List each person named in the text about Sheikh Mohammed, giving each person only once.

Page text:
+++

Working behind the scenes for years as de facto leader, Sheikh Mohammed, 61, transformed the UAE military into a high-tech force, which coupled with its oil wealth and business hub status, extended Emirati influence internationally.

Mohammed began wielding power in a period when his half-brother President Sheikh Khalifa bin Zayed, who died on Friday, suffered bouts of illness, including a stroke in 2014.

MbZ, as he is known, was driven by a “certain fatalistic line of thinking” that Gulf Arab rulers could no longer rely on their main supporter the United States, according to former U.S. envoy to the UAE Barbara Leaf, especially after Washington abandoned Egypt’s Hosni Mubarak during the 2011 Arab Spring.

From his power base in the capital Abu Dhabi, Sheikh Mohammed issued a “calm and cold” warning to then-President Barack Obama not to back uprisings that could spread and endanger Gulf dynastic rule, according to Obama’s memoir, which described MbZ as the “savviest” Gulf leader.

+++

Data entries:
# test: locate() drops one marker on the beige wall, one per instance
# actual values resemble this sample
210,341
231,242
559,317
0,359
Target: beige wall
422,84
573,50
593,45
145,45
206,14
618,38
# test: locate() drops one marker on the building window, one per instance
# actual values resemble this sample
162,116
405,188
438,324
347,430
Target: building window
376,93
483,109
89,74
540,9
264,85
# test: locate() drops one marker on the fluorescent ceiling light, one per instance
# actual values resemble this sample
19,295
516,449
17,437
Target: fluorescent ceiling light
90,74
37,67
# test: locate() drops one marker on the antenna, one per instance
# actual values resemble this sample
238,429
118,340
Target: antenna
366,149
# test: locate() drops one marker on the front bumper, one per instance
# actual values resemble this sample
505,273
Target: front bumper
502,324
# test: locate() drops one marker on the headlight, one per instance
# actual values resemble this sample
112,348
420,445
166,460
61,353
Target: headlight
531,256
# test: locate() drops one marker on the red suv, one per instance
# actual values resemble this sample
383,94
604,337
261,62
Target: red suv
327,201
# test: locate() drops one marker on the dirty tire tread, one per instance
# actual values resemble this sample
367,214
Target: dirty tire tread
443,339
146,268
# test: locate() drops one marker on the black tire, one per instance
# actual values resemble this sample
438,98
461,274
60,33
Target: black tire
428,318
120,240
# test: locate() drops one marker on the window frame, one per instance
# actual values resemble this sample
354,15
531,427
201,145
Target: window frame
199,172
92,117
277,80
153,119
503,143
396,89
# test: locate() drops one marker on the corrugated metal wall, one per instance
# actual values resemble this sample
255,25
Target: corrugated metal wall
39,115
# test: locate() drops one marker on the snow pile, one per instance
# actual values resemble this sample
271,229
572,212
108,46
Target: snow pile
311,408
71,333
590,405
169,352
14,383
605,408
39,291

+++

Exercise solution:
Sheikh Mohammed (MbZ)
Sheikh Khalifa bin Zayed
Barbara Leaf
Hosni Mubarak
Barack Obama